> _Records from a point labeling set_
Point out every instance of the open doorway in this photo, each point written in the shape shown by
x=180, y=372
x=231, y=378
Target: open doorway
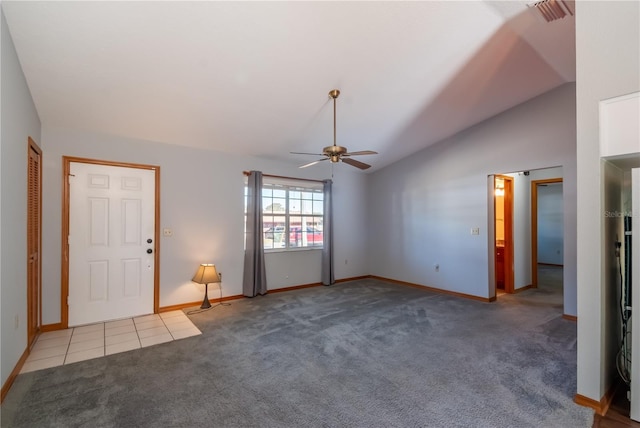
x=547, y=236
x=528, y=259
x=503, y=219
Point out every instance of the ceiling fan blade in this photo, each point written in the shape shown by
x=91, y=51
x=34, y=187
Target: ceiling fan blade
x=305, y=153
x=312, y=163
x=356, y=163
x=360, y=153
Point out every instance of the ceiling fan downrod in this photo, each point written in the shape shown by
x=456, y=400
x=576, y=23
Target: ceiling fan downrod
x=334, y=94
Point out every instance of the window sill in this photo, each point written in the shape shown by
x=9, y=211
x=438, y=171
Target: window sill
x=289, y=250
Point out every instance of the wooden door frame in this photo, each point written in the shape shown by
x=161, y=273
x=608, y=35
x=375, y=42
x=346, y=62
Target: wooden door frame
x=508, y=231
x=64, y=282
x=33, y=146
x=534, y=225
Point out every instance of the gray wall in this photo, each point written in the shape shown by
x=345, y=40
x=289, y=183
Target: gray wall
x=550, y=224
x=19, y=120
x=607, y=65
x=202, y=201
x=423, y=207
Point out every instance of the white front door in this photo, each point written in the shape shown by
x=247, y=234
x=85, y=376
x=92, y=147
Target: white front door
x=111, y=242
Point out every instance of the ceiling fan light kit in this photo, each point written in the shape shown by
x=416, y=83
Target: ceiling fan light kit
x=337, y=153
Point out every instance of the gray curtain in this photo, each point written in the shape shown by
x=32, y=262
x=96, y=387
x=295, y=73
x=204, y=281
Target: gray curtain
x=327, y=246
x=255, y=278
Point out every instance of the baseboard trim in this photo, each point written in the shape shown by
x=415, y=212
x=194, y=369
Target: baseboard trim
x=240, y=296
x=294, y=287
x=181, y=306
x=601, y=407
x=435, y=290
x=51, y=327
x=14, y=374
x=521, y=289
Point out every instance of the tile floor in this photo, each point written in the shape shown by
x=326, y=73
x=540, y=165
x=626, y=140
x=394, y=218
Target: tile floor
x=56, y=348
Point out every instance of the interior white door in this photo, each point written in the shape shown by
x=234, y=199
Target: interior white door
x=111, y=232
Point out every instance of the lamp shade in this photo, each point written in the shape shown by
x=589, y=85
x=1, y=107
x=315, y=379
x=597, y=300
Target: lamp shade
x=206, y=274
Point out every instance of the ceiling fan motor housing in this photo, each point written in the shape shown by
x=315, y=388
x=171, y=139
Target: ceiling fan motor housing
x=334, y=152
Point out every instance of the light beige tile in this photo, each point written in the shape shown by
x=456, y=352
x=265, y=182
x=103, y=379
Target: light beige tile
x=118, y=323
x=56, y=334
x=126, y=337
x=181, y=334
x=172, y=314
x=180, y=326
x=85, y=337
x=146, y=318
x=88, y=344
x=154, y=340
x=50, y=343
x=149, y=324
x=31, y=366
x=88, y=328
x=48, y=352
x=156, y=331
x=176, y=320
x=122, y=347
x=120, y=330
x=87, y=354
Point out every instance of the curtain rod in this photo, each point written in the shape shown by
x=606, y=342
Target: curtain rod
x=247, y=173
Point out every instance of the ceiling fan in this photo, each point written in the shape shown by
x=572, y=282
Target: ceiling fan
x=337, y=153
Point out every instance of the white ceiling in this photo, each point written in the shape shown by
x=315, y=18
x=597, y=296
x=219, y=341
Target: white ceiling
x=253, y=77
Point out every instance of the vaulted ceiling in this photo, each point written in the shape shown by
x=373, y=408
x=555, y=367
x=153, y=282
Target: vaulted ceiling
x=253, y=77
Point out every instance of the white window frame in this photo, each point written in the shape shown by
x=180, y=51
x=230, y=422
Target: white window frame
x=289, y=186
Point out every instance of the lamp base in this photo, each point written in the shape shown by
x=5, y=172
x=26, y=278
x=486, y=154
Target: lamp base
x=206, y=304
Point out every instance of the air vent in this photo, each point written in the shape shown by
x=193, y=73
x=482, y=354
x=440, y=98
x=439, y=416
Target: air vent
x=552, y=9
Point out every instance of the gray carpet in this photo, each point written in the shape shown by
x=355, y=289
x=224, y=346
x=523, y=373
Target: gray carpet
x=359, y=354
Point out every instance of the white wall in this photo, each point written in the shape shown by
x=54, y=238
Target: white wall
x=607, y=65
x=19, y=121
x=423, y=207
x=550, y=224
x=202, y=202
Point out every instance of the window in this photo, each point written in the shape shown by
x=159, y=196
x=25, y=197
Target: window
x=292, y=213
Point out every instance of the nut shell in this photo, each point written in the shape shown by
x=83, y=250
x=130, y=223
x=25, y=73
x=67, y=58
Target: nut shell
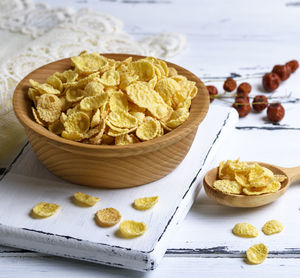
x=242, y=106
x=244, y=89
x=293, y=65
x=271, y=81
x=275, y=112
x=282, y=71
x=260, y=102
x=213, y=91
x=229, y=84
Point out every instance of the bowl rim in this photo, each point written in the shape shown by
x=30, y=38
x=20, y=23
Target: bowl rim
x=169, y=138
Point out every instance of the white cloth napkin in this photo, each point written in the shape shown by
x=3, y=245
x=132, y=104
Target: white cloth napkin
x=36, y=34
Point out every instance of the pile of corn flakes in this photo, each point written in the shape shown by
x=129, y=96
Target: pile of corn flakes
x=103, y=101
x=237, y=177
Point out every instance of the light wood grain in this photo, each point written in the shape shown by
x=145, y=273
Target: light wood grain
x=245, y=201
x=108, y=166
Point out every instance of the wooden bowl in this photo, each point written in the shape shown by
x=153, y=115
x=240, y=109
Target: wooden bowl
x=104, y=165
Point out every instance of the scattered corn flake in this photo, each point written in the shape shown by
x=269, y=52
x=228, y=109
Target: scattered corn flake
x=131, y=228
x=145, y=203
x=108, y=217
x=43, y=210
x=272, y=227
x=85, y=200
x=245, y=230
x=257, y=253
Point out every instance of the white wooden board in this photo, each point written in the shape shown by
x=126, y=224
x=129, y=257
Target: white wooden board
x=73, y=232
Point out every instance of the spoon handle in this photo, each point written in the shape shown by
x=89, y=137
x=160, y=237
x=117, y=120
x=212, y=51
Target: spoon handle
x=293, y=173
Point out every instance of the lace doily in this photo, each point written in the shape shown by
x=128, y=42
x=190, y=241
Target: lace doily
x=60, y=33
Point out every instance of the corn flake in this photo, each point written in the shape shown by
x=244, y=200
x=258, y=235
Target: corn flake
x=89, y=63
x=245, y=230
x=145, y=203
x=126, y=139
x=110, y=78
x=272, y=227
x=49, y=107
x=103, y=101
x=149, y=129
x=130, y=228
x=108, y=217
x=257, y=253
x=253, y=179
x=84, y=199
x=228, y=186
x=77, y=122
x=43, y=210
x=93, y=102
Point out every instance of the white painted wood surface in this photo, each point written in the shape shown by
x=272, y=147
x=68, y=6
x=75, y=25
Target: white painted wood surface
x=242, y=37
x=73, y=233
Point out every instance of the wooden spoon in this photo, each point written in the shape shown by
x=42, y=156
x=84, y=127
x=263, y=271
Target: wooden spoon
x=245, y=201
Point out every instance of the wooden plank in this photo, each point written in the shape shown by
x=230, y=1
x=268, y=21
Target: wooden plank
x=52, y=267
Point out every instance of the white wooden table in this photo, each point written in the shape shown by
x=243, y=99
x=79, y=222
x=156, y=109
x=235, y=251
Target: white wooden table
x=238, y=38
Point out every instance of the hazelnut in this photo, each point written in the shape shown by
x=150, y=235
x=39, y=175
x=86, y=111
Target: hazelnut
x=271, y=81
x=244, y=88
x=275, y=112
x=293, y=65
x=242, y=106
x=213, y=91
x=229, y=84
x=259, y=103
x=283, y=72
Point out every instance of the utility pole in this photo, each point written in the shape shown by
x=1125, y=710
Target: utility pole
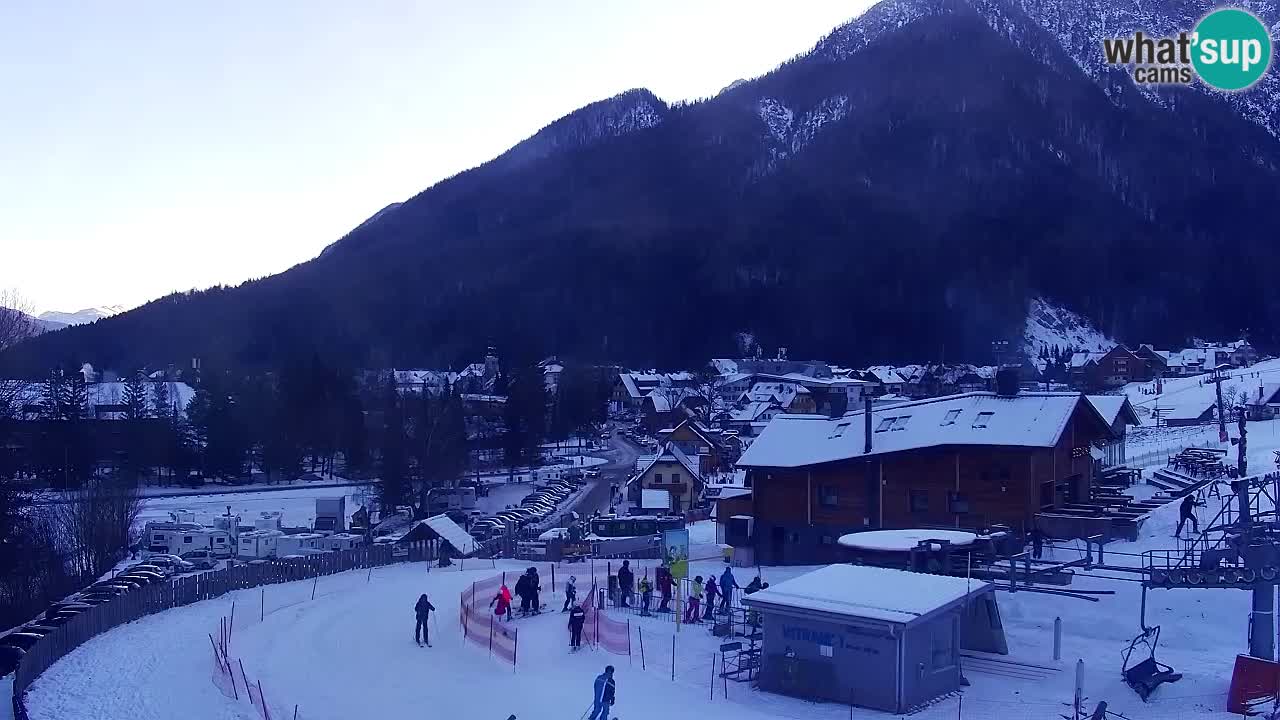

> _TASK TO COMPLETE_
Copy out every line of the entries above word for word, omitting the pictures.

> _RESULT OF THIS TASK_
Point out every instance of the open doorway in this photo, each point written in the shape shown by
x=180, y=372
x=231, y=378
Target: open doorway
x=547, y=236
x=528, y=259
x=503, y=219
Point out every instance of the ceiling fan blade in this photo, each point written in the shape shown by
x=91, y=51
x=34, y=187
Target: ceiling fan blade
x=305, y=153
x=312, y=163
x=356, y=163
x=360, y=153
Point out every instance of the ceiling fan downrod in this photo, each point written in the shape shown by
x=456, y=400
x=576, y=23
Target: ceiling fan downrod
x=334, y=94
Point out every instance of the window sill in this photo, each point written in the shape shown by
x=9, y=211
x=438, y=171
Target: window sill
x=289, y=250
Point out every instance of the wooden door frame in this photo, each point written in the shape shown by
x=161, y=273
x=608, y=35
x=375, y=42
x=346, y=62
Target: wooden door frame
x=508, y=231
x=64, y=282
x=33, y=146
x=534, y=225
Point out every instance of the gray wall in this photo, each point written in the shape shown by
x=345, y=40
x=289, y=183
Target: gray wall
x=550, y=224
x=19, y=120
x=607, y=65
x=202, y=201
x=423, y=207
Point out every instance of the white front door in this photo, each point written in the shape shown by
x=247, y=234
x=85, y=376
x=92, y=147
Target: white front door
x=111, y=242
Point out every instance of the ceiling fan light kit in this photo, each point written in the shape shown by
x=416, y=83
Target: ceiling fan light kit
x=337, y=153
Point out every instance of the gray curtain in this photo, each point written in the shape shown by
x=32, y=262
x=96, y=387
x=295, y=73
x=204, y=281
Target: gray curtain
x=327, y=246
x=255, y=278
Point out every instance of the baseboard trim in this photo, each point written in the shape shown by
x=415, y=212
x=194, y=369
Target: baseboard trim
x=240, y=296
x=294, y=287
x=181, y=306
x=601, y=407
x=435, y=290
x=51, y=327
x=14, y=374
x=521, y=289
Point out every instance of the tile floor in this photo, each point written in the shape shown by
x=326, y=73
x=540, y=165
x=626, y=140
x=394, y=218
Target: tile floor
x=56, y=348
Point out every instance of the interior white door in this photo, each point written in the shape shown by
x=234, y=199
Target: interior white door
x=111, y=232
Point out every instance of the lamp shade in this photo, each point written in the shape shown by
x=589, y=85
x=1, y=107
x=315, y=379
x=597, y=300
Target: lamp shade
x=206, y=274
Point out every instance of the ceiling fan motor housing in this photo, each point written in the shape shown by
x=315, y=388
x=171, y=139
Target: ceiling fan motor housing
x=334, y=152
Point out every instance of the light beige tile in this photo, each point written in the shape shown by
x=456, y=352
x=265, y=182
x=103, y=379
Target: light beige tile
x=118, y=323
x=56, y=334
x=126, y=337
x=181, y=334
x=172, y=314
x=180, y=326
x=85, y=337
x=146, y=318
x=88, y=344
x=154, y=340
x=50, y=343
x=149, y=324
x=31, y=366
x=88, y=328
x=48, y=352
x=156, y=331
x=176, y=320
x=122, y=347
x=120, y=330
x=87, y=354
Point out every instance of the curtain rod in this photo, each point written in the shape shown by
x=606, y=342
Target: curtain rod
x=247, y=173
Point out every instance of the ceiling fan in this photo, each point written in the shape shown by
x=572, y=282
Target: ceiling fan
x=337, y=153
Point out every instance of the white ceiling in this photo, each point written in the shape shown by
x=315, y=18
x=597, y=296
x=219, y=341
Target: white ceiling
x=253, y=77
Point out every instance of the vaulted ceiling in this photo, each point written in the shape shown by
x=373, y=408
x=555, y=367
x=153, y=282
Target: vaulted ceiling
x=253, y=77
Point out every instance of the white window frame in this photo, each point written in the shape shown by
x=180, y=51
x=230, y=422
Target: white window frame
x=289, y=186
Point out every instance of the lamp base in this photo, each point written in the shape shown by
x=5, y=172
x=26, y=278
x=486, y=154
Target: lamp base
x=206, y=304
Point out every instance of the air vent in this photo, each point written in the shape shown by
x=193, y=73
x=482, y=354
x=440, y=98
x=439, y=416
Target: air vent
x=552, y=9
Point out every instance of the gray carpet in this photo, each point written in the shape shown by
x=355, y=289
x=224, y=346
x=523, y=373
Target: gray carpet
x=359, y=354
Point out every instance of the white wall in this photo, each point written in the shape shown by
x=54, y=238
Target: white wall
x=607, y=65
x=19, y=121
x=423, y=207
x=550, y=224
x=202, y=202
Point out every instance of the window in this photo, each point written in the shape shown by
x=159, y=196
x=25, y=197
Target: window
x=292, y=213
Point out every instance of the nut shell in this photo, each point written in the shape shown by
x=83, y=250
x=130, y=223
x=25, y=73
x=67, y=58
Target: nut shell
x=242, y=106
x=244, y=89
x=293, y=65
x=271, y=81
x=275, y=112
x=282, y=71
x=260, y=102
x=213, y=91
x=229, y=84
Point out every instance of the bowl rim in this photo, each point written in the shape shown by
x=30, y=38
x=20, y=23
Target: bowl rim
x=169, y=138
Point out every instance of the white cloth napkin in this photo, each point written in the shape shown by
x=3, y=245
x=132, y=104
Target: white cloth napkin
x=36, y=34
Point out every instance of the pile of corn flakes in this photo, each point written in the shape shown by
x=129, y=96
Target: pile of corn flakes
x=103, y=101
x=237, y=177
Point out every instance of the light wood grain in this photo, each point written in the shape shown by
x=145, y=273
Target: light wood grain
x=245, y=201
x=108, y=166
Point out every instance of the wooden bowl in this photo, each point written in the shape shown by
x=153, y=115
x=240, y=109
Target: wooden bowl
x=104, y=165
Point out every instance of the scattered corn flake in this photo, each point written in the shape shown by
x=269, y=52
x=228, y=109
Target: scattered corn flake
x=131, y=228
x=145, y=203
x=108, y=217
x=43, y=210
x=272, y=227
x=85, y=200
x=245, y=230
x=257, y=253
Point out every instance of the white wooden board in this photo, each point written in the shape shown by
x=126, y=224
x=129, y=257
Target: white wooden board
x=73, y=232
Point out every instance of the spoon handle in this photo, each point written in the shape shown by
x=89, y=137
x=160, y=237
x=117, y=120
x=212, y=51
Target: spoon handle
x=293, y=173
Point out every instance of the lace doily in this photo, each point written in the shape shown by
x=128, y=42
x=190, y=241
Target: lace doily
x=60, y=33
Point out every instance of the corn flake in this photo, each point written in the shape shown by
x=244, y=200
x=258, y=235
Target: corn flake
x=89, y=63
x=245, y=230
x=145, y=203
x=126, y=139
x=110, y=78
x=272, y=227
x=49, y=107
x=103, y=101
x=149, y=129
x=130, y=228
x=108, y=217
x=257, y=253
x=253, y=179
x=84, y=199
x=228, y=186
x=77, y=122
x=43, y=210
x=93, y=102
Point out every instance of the white painted wood surface in this photo, each point written in the shape shown by
x=272, y=147
x=68, y=6
x=75, y=25
Target: white painted wood surface
x=242, y=37
x=73, y=233
Point out every instance of the wooden spoon in this photo, each point written in the shape shown by
x=42, y=156
x=84, y=127
x=263, y=271
Target: wooden spoon
x=245, y=201
Point out every instance of the wooden plank in this photo, each point written in the shape shown by
x=230, y=1
x=268, y=21
Target: wooden plank
x=52, y=267
Point out every instance of the white wooden table in this photo, each point written in the shape shown by
x=243, y=99
x=79, y=222
x=156, y=109
x=235, y=251
Target: white wooden table
x=238, y=38
Point out every instance of the hazelnut in this photo, each point written in the shape shown by
x=150, y=235
x=39, y=175
x=86, y=111
Target: hazelnut
x=271, y=81
x=244, y=88
x=275, y=112
x=293, y=65
x=242, y=106
x=213, y=91
x=229, y=84
x=259, y=103
x=283, y=72
Point out every instance of the utility pole in this photo, each point written in the shape shown by
x=1125, y=710
Target: utility pole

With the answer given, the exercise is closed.